**Task**
Return every line of the entries below verbatim, leaving out the pictures.

Point-based annotation entries
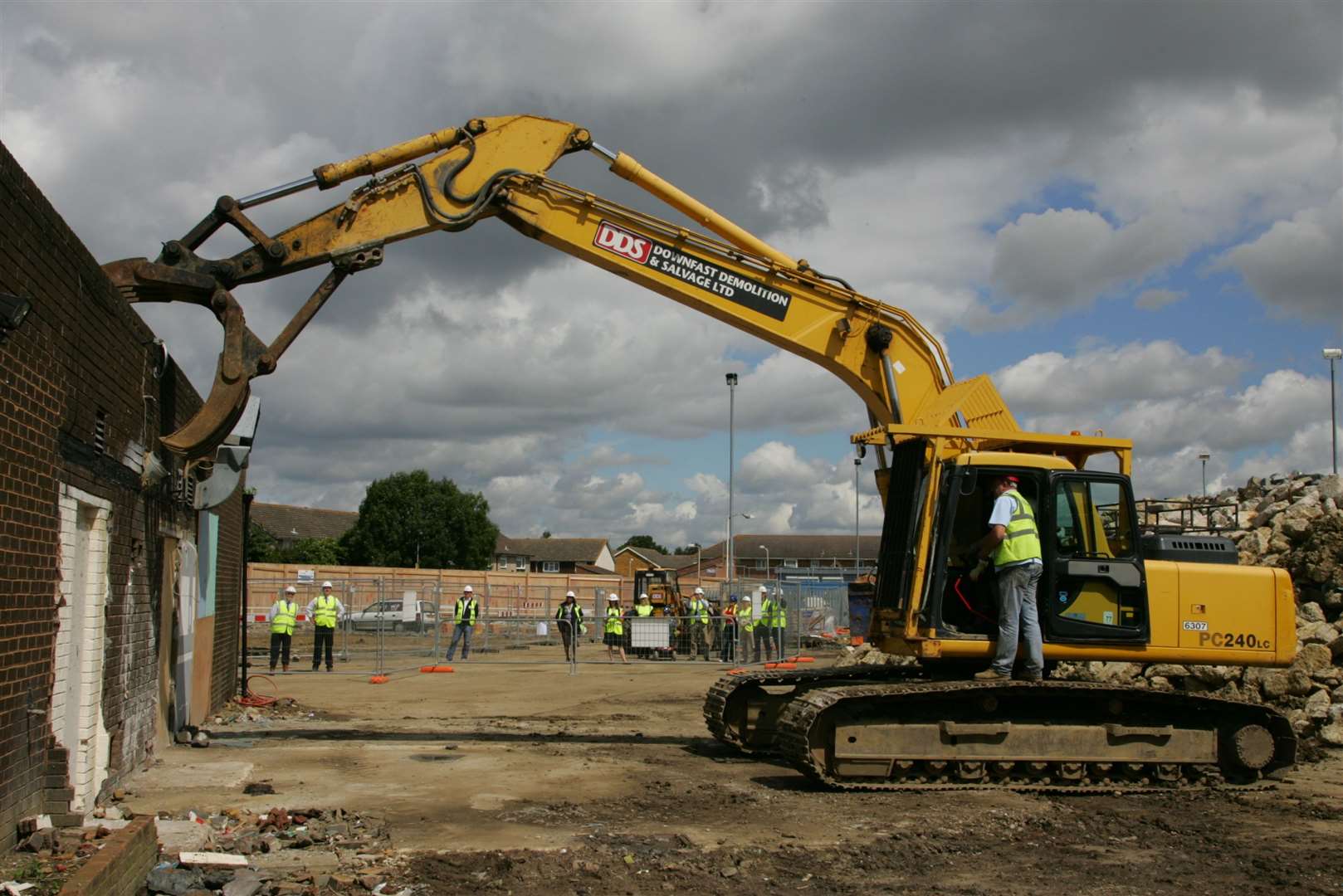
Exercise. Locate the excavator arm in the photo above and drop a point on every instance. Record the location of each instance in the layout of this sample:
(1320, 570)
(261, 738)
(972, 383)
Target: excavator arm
(497, 168)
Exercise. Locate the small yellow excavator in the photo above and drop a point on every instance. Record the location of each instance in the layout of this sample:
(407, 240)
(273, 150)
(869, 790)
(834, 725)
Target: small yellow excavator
(1107, 592)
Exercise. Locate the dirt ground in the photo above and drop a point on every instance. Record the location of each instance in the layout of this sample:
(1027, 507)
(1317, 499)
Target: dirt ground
(525, 779)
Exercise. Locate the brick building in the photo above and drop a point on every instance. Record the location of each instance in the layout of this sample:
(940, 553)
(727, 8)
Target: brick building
(110, 583)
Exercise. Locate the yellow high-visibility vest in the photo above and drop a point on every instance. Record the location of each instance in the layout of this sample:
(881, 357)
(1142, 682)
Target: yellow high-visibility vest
(1023, 542)
(284, 620)
(324, 611)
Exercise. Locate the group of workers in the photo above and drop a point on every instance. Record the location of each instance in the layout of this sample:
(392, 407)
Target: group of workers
(324, 611)
(756, 620)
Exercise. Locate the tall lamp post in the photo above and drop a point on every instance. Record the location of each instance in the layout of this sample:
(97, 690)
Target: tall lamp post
(1332, 355)
(857, 551)
(732, 395)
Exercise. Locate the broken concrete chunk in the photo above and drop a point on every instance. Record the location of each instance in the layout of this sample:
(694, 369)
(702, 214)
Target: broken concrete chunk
(219, 860)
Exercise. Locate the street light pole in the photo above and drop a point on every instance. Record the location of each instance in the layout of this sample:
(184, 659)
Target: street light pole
(1332, 355)
(857, 551)
(732, 390)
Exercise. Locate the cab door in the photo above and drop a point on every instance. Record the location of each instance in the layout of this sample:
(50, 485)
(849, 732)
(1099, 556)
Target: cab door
(1095, 586)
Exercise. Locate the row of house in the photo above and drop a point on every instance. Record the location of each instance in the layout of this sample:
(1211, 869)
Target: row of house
(763, 557)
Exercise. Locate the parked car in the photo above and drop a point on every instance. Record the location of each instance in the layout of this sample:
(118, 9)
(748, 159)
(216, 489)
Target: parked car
(398, 614)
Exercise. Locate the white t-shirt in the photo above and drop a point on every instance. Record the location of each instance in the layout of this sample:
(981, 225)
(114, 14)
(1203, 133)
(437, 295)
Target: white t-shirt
(1004, 508)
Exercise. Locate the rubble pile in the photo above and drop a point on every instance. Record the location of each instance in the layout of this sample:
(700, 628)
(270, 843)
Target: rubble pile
(281, 852)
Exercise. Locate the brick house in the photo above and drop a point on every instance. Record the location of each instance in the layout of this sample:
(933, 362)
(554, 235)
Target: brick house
(767, 557)
(630, 561)
(552, 555)
(289, 524)
(110, 582)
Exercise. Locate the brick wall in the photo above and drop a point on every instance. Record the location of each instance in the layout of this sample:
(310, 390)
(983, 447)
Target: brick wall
(121, 865)
(74, 421)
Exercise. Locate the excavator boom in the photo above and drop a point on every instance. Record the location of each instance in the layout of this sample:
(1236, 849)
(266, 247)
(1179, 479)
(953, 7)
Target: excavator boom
(497, 167)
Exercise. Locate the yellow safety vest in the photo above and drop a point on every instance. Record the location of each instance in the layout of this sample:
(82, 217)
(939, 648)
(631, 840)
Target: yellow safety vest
(465, 611)
(1023, 542)
(284, 620)
(324, 611)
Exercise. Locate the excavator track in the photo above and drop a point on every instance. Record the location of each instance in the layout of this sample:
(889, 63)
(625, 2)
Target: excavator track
(1052, 737)
(740, 712)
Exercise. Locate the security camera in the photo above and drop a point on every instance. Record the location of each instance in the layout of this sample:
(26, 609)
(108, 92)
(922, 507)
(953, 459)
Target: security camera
(12, 310)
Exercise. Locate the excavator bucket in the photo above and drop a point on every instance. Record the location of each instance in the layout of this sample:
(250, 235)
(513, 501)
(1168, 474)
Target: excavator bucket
(212, 423)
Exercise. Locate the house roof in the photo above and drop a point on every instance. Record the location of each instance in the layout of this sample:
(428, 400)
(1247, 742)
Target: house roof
(656, 558)
(289, 522)
(563, 550)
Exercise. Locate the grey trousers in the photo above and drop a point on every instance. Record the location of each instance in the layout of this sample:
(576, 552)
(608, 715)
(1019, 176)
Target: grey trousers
(1018, 618)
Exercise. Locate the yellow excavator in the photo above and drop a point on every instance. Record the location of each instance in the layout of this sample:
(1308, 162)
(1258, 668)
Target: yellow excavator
(1107, 592)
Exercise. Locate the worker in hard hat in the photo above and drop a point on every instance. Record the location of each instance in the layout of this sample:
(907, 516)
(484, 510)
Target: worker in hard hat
(464, 620)
(614, 633)
(281, 618)
(730, 631)
(745, 627)
(762, 625)
(697, 616)
(569, 617)
(1013, 544)
(324, 610)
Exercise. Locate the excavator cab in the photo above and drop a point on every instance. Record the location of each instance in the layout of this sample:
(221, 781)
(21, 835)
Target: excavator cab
(1092, 586)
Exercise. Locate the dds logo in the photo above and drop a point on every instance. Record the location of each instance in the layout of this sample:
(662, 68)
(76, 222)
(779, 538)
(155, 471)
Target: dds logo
(622, 242)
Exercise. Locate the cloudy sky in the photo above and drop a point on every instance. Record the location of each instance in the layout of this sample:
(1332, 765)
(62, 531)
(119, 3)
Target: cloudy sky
(1130, 214)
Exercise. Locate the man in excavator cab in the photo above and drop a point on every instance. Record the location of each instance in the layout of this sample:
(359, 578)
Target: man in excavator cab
(1013, 543)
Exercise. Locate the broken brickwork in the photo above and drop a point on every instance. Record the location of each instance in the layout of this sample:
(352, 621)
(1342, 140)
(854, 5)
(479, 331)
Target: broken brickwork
(84, 391)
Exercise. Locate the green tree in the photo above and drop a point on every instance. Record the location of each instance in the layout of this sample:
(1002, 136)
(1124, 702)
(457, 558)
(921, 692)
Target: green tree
(643, 542)
(410, 520)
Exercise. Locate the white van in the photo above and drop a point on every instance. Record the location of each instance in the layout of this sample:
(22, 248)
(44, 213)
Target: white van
(397, 614)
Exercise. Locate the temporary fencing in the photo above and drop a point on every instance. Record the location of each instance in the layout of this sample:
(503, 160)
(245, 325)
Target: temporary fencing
(387, 626)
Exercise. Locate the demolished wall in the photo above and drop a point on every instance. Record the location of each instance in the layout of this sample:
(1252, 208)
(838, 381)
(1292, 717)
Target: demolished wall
(84, 391)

**Final result**
Exercise. Locate the excavator arm in the photo above and drop a point on every instance. Record the location of each instance in the layout of this sample:
(1320, 570)
(261, 738)
(972, 383)
Target: excavator arm
(497, 168)
Exercise. Locate the small yellow excavator in the photo above and drop a point on every instance. Record the location of each instance in the layout of this sample:
(407, 240)
(273, 150)
(869, 790)
(834, 725)
Target: small yellow excavator
(1107, 592)
Exercise. Locate the dirt ground in the photo above and drop a point on every instance. Record the location of each instance in the layout of this sample:
(1027, 507)
(1317, 499)
Target: dirt ground
(525, 779)
Exercise. Locate the brick building in the photo above and drop a point on every instance. Record the location of each instance in the layout of this sample:
(940, 553)
(727, 8)
Target: brick building
(110, 583)
Exercise. Locate the yellow high-visibility vest in the photo above and drop a point on every instance. Record the location of each instance in the layout of this sample:
(881, 357)
(1142, 682)
Target: yellow high-visibility vest
(1023, 542)
(284, 620)
(324, 611)
Exercise. Locate the group of workers in the photo above and drop a point on every instance. Record the location of each instance in the layout of this sample:
(392, 407)
Target: group of workers
(324, 611)
(756, 620)
Exercise. Locate the tall lamp post in the photo above and drop a point on every instance. Record the location of each instance in the layout of this sample:
(97, 690)
Target: tall lamp post
(1332, 355)
(857, 551)
(732, 395)
Exercise. Locate the broken concrete chunk in the photo above and drop a point on every instance. Record the location of each instance in the layout of this sample:
(694, 369)
(702, 214)
Target: broken concrete chunk
(219, 860)
Exercise. Locate the street light pole in the photo above and drop a point on every instance. Record the location of each instance in the layout of this sample:
(184, 659)
Target: street light pole
(1332, 355)
(857, 551)
(732, 390)
Exercise. Locate the cab door in the photo above and drop a point on every instance. Record the location of each instance in the layout of this sample:
(50, 485)
(849, 732)
(1099, 556)
Target: cab door
(1095, 586)
Exercise. Locate the row of house in the photo above and drop a point on every instance. Record the location of each instance in the layout of this sample:
(1211, 869)
Target: row of house
(763, 557)
Exercise. Locate the parked car in the photo above and drop a point on every instance. Record the location of each instance in the layout of this sample:
(118, 9)
(748, 159)
(216, 489)
Target: parked car
(398, 614)
Exercise. Locate the white t-shirt in the photo above and drop a point on every instance. Record the location of each instance in the layout of this sample:
(981, 225)
(114, 14)
(1203, 133)
(437, 295)
Target: white t-shirt
(1004, 508)
Exercise. Locate the rubble pile in the photo above and drop a point on every instance. Record the location of each instance in the layout of this sample:
(700, 628)
(270, 843)
Target: rubble pile
(281, 852)
Exercise. Locate the brick house in the photo above and drop a point on every instance. Record the location of each instance in the layout of this sample:
(933, 362)
(554, 235)
Target: brick house
(767, 557)
(630, 561)
(552, 555)
(289, 524)
(110, 582)
Exercise. Locate the brick wall in the photo above and drop a point on every instance. Record the location of each instance in the layout of this sample:
(310, 390)
(983, 447)
Target: brick wall
(121, 865)
(74, 421)
Exercise. Locate the excavator boom in the photo above and drop a point on every instance. Record the location of each instance in the layout of this sample:
(1236, 849)
(266, 247)
(1179, 479)
(953, 7)
Target: excavator boom
(497, 167)
Exercise. Locate the yellow safety vest in the photo above and drop a point on every instance. Record the location of each instance in the layout of this sample:
(82, 217)
(939, 648)
(631, 840)
Target: yellow safety vest
(465, 611)
(1023, 542)
(284, 620)
(324, 611)
Exercise. Locate the excavator track in the photo above and drop a point on every instance. Record the location of each instance in the layout of this sample:
(889, 63)
(625, 2)
Target: excavator track
(1052, 737)
(740, 712)
Exercise. Locate the security camera in the photo above and drop a point on every instance. Record the location of each instance in the layout of this sample:
(26, 609)
(108, 92)
(922, 507)
(953, 459)
Target: security camera
(12, 310)
Exercise. Locate the excavator bucket in the photo above and drop a point on every instance. Record the location of each instance in the layout of this sample:
(250, 235)
(513, 501)
(1168, 474)
Target: excavator bucket
(212, 423)
Exercise. Locate the house roof in the photo above and drop a point on every instance. Record the location of each instance in the layout of this sample:
(428, 400)
(1247, 742)
Target: house roof
(656, 558)
(289, 522)
(563, 550)
Exercise. Locate the grey trousers in the photo above and drop a point on every instance. Record the location of each instance in the layout of this sample:
(576, 552)
(608, 715)
(1019, 176)
Target: grey trousers
(1018, 618)
Exercise. Locate the yellow excavator in the photo above and drop a point on every instance. Record the location of each instance in the layout of this sample:
(1308, 162)
(1258, 668)
Target: yellow excavator
(1107, 592)
Exercise. Locate the worker in hard hat in the photo above and drop a point on every instance. Record the location of each instance in the layout of this sample:
(907, 516)
(484, 510)
Target: worker in hard hat
(464, 620)
(614, 633)
(281, 618)
(730, 631)
(745, 627)
(762, 625)
(697, 616)
(569, 617)
(1013, 544)
(324, 610)
Exercise. Locate the excavator cab in the photo above and drop a point on every instance. Record the location of each instance in the layout of this sample:
(221, 781)
(21, 835)
Target: excavator cab
(1092, 586)
Exercise. Locate the dds logo in the photo above and drop a point on every instance. Record the location of each instance in the layout of this sample:
(662, 68)
(76, 222)
(779, 538)
(155, 471)
Target: dds logo
(622, 242)
Exercise. Locate the cloudy sky in the photo above and drop a point on every instance. Record the location of each instance in the layout of this sample:
(1332, 765)
(62, 531)
(119, 3)
Target: cloudy sky
(1130, 214)
Exercise. Locate the man in excavator cab in the photo above and drop a point on every instance. Record the location of each instance in the layout of this sample:
(359, 578)
Target: man in excavator cab
(1013, 543)
Exercise. Locate the broken brickwork in the photo above and drop a point on every instance. Record the location of each instance in the layout of this sample:
(352, 621)
(1342, 140)
(854, 5)
(479, 331)
Target: broken brickwork
(84, 391)
Exercise. Locate the green tree in the photo above and drop a point on every instance. Record the location of each instance in the layout of this sample:
(1002, 136)
(1124, 702)
(457, 558)
(921, 692)
Target: green tree
(643, 542)
(410, 520)
Exercise. Locate the white van in the photo above and drop a point on every instance. Record the location of each instance in the layout of this sample:
(22, 248)
(44, 213)
Target: white van
(397, 614)
Exercise. Locate the temporary fencing in the photo above and drop a point on every instance. Record the location of each instance in the layout of this sample:
(503, 160)
(245, 325)
Target: temporary fencing
(387, 626)
Exercise. Locate the demolished wall in the photo above and drop a point on every instance. Record the location of each instance in the layout of this sample:
(1252, 208)
(838, 381)
(1292, 717)
Target: demolished wall
(84, 391)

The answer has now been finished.